■ Records from a data collection ■
* * * * * * *

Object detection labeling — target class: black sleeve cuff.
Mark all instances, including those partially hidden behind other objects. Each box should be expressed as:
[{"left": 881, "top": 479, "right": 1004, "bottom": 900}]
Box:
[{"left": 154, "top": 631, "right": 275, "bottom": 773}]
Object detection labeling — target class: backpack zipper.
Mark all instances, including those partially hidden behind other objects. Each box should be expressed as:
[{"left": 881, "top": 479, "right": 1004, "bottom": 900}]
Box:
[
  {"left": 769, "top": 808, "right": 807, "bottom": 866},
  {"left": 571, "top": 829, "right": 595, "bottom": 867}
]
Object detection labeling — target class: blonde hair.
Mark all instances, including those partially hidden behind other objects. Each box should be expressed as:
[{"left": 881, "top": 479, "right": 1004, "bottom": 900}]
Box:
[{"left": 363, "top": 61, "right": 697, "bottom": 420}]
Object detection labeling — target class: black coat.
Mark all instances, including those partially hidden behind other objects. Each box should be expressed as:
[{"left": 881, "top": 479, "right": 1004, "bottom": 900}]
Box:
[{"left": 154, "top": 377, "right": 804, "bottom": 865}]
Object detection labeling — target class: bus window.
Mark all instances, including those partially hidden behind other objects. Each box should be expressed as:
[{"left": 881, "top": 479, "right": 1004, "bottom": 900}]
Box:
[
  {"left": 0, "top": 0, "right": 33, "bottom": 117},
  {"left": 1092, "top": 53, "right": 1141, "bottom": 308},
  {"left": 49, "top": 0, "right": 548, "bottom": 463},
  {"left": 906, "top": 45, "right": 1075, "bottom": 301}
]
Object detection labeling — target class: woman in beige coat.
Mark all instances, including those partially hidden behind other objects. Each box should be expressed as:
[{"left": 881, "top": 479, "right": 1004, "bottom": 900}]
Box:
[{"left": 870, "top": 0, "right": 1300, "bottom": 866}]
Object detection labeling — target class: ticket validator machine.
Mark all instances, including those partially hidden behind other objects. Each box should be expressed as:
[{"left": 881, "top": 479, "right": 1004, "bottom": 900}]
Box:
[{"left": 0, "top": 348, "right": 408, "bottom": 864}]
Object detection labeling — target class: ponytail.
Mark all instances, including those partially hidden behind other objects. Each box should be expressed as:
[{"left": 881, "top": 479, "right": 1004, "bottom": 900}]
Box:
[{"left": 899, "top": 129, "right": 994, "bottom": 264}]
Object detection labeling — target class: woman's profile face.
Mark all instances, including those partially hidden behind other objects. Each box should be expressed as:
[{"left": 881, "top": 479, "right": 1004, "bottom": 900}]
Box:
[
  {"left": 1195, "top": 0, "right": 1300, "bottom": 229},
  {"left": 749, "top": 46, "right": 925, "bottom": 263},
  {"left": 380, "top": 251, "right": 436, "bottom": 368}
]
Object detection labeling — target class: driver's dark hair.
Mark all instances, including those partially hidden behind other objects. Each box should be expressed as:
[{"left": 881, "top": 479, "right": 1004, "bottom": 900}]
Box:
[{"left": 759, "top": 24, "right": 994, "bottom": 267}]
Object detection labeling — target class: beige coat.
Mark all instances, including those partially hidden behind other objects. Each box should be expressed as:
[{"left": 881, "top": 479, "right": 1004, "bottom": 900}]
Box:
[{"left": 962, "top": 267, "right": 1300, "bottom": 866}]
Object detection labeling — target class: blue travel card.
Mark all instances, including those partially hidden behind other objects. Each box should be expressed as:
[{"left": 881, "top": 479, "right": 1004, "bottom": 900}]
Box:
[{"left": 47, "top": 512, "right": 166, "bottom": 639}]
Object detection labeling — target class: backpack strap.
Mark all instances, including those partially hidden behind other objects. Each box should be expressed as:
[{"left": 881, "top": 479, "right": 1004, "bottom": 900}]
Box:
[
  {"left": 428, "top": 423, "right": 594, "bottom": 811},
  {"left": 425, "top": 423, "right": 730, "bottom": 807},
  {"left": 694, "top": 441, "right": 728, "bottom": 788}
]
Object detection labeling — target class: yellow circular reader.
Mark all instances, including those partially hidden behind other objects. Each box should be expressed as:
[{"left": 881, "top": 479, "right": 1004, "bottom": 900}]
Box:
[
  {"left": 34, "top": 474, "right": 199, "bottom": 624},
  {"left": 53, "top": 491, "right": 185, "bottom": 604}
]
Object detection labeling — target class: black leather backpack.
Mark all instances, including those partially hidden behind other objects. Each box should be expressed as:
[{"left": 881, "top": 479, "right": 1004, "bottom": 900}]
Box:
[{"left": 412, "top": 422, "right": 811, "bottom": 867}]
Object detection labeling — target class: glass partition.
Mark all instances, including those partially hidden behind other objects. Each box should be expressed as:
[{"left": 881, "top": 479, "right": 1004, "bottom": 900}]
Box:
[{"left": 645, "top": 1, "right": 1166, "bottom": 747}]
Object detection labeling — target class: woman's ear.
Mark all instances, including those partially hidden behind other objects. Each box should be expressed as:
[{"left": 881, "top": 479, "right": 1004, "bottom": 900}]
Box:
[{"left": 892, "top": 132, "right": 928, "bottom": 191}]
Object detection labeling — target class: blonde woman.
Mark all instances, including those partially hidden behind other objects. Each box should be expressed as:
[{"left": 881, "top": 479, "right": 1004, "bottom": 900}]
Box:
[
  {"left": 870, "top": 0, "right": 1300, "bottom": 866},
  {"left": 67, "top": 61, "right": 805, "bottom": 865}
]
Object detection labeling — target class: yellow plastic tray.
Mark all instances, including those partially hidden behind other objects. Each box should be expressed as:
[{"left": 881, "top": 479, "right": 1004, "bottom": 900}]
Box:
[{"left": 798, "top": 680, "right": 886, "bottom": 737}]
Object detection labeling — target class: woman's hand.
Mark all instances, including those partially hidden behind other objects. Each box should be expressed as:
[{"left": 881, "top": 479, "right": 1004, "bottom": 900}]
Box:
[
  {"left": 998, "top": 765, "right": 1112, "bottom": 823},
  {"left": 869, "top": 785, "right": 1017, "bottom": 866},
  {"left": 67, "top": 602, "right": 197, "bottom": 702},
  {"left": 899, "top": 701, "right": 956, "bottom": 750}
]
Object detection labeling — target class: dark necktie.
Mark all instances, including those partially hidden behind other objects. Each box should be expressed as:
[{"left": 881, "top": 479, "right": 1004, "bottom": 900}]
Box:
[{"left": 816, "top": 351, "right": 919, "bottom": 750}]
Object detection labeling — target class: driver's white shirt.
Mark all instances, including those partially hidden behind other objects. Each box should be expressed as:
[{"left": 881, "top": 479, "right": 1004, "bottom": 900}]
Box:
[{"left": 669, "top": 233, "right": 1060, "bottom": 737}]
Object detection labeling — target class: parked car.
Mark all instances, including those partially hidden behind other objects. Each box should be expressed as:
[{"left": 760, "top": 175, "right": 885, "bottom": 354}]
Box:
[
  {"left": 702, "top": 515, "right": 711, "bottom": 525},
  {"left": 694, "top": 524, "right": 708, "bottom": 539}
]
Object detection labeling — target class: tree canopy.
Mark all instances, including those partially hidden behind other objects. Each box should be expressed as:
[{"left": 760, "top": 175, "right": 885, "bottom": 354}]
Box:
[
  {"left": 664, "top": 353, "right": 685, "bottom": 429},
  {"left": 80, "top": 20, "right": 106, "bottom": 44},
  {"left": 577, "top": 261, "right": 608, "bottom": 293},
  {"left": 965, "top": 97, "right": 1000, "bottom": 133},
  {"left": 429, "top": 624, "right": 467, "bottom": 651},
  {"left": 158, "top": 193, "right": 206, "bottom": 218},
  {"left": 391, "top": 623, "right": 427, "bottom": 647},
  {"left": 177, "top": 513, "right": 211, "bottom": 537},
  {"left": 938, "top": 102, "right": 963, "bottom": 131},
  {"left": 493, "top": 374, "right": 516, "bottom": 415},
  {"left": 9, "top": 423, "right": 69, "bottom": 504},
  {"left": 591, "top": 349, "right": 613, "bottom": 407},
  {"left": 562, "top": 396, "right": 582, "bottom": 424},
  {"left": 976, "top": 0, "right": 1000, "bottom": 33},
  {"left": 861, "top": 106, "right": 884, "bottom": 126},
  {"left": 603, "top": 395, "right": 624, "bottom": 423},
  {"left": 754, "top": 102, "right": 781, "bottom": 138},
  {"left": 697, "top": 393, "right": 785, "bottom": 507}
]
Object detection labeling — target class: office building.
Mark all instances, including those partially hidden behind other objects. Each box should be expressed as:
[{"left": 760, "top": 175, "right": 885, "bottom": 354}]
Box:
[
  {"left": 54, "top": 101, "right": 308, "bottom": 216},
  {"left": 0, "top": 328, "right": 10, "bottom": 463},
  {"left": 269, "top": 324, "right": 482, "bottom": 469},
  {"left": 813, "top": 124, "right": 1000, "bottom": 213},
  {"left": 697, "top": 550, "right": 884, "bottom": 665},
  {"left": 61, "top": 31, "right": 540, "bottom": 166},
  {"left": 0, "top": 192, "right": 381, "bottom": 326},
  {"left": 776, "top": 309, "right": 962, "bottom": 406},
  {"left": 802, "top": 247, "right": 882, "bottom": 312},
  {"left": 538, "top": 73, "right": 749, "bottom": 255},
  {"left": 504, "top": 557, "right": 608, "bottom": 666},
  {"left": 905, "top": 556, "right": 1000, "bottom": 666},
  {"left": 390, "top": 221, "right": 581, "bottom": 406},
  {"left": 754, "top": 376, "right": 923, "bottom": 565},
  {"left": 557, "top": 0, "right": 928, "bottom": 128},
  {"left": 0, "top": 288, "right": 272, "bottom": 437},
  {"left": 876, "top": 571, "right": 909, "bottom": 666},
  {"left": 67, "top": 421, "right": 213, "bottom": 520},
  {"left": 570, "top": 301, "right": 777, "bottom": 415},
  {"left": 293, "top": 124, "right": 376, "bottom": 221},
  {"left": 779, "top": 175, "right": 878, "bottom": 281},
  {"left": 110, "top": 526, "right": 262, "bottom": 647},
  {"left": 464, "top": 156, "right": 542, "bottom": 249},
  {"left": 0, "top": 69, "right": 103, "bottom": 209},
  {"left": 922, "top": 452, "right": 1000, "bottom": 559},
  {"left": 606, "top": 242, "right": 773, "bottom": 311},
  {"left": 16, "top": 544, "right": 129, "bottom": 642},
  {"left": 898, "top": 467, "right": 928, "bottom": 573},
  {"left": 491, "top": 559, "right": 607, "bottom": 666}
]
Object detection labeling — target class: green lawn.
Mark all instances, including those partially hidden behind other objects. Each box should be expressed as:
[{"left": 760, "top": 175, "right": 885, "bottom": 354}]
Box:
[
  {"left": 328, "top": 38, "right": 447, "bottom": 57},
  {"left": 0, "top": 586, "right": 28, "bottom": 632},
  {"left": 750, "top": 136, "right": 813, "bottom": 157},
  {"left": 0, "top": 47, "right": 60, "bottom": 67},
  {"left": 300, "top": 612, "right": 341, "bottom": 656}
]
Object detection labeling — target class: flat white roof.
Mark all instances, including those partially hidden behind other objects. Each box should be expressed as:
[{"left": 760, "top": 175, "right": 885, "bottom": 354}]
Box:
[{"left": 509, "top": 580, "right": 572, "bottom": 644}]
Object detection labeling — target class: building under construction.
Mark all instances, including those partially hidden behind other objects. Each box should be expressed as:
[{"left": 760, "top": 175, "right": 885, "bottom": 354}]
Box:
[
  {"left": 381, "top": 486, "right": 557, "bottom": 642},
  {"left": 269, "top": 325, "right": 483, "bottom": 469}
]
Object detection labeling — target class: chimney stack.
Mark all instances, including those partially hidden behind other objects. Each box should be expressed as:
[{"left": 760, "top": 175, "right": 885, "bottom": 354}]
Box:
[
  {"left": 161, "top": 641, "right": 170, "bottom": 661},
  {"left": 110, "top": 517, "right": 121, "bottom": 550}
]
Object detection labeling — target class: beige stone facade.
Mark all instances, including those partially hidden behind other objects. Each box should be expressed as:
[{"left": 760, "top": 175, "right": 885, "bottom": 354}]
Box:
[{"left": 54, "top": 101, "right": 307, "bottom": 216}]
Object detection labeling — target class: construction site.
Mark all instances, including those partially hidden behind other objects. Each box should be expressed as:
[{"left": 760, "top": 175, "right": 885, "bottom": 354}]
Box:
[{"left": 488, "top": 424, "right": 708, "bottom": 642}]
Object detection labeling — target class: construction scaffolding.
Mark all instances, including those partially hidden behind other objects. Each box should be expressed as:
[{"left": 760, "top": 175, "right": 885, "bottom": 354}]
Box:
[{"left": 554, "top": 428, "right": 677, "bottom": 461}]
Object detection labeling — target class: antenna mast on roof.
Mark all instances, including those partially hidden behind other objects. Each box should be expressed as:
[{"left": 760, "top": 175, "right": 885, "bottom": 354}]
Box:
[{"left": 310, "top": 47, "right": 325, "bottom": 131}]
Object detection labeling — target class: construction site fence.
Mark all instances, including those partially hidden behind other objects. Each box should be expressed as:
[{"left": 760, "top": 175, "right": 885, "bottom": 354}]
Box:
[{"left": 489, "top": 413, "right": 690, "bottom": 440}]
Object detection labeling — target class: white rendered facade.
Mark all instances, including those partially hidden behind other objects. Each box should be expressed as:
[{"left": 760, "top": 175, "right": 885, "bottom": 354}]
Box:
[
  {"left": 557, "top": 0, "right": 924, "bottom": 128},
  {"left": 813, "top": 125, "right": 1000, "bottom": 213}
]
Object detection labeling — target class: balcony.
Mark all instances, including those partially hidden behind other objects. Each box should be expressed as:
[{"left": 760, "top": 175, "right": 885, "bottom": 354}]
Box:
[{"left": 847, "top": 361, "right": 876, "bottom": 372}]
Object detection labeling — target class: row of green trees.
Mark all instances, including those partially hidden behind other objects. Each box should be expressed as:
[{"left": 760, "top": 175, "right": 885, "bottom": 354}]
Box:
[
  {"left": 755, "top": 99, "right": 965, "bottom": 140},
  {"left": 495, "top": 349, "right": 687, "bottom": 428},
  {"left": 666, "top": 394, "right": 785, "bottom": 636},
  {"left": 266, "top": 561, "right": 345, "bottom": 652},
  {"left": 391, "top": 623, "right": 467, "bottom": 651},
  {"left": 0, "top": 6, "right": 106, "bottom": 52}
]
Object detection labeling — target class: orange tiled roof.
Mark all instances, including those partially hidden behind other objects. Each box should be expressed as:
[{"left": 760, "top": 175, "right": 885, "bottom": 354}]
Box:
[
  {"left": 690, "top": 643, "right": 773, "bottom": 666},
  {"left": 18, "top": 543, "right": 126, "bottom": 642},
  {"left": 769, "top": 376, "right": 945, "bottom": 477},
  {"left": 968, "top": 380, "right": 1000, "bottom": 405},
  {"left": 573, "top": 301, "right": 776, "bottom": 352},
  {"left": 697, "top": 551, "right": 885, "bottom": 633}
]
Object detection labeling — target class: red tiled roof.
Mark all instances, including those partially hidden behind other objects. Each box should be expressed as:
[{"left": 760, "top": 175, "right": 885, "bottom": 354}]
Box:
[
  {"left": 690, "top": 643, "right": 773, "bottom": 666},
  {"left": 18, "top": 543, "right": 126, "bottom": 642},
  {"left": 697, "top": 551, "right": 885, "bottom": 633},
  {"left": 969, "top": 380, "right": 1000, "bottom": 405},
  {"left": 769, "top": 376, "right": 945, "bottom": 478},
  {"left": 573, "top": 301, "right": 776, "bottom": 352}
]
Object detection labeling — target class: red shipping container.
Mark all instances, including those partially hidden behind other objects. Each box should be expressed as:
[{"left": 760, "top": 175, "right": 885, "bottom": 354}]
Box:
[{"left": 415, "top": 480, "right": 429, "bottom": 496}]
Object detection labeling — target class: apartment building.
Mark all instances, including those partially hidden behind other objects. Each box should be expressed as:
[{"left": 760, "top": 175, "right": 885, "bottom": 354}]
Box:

* * * * * * *

■ Your task ■
Reproduce every line of the records containing the string "green".

■ Exercise response ■
Object detection labeling — target class: green lawn.
Object detection labeling — target class: row of green trees.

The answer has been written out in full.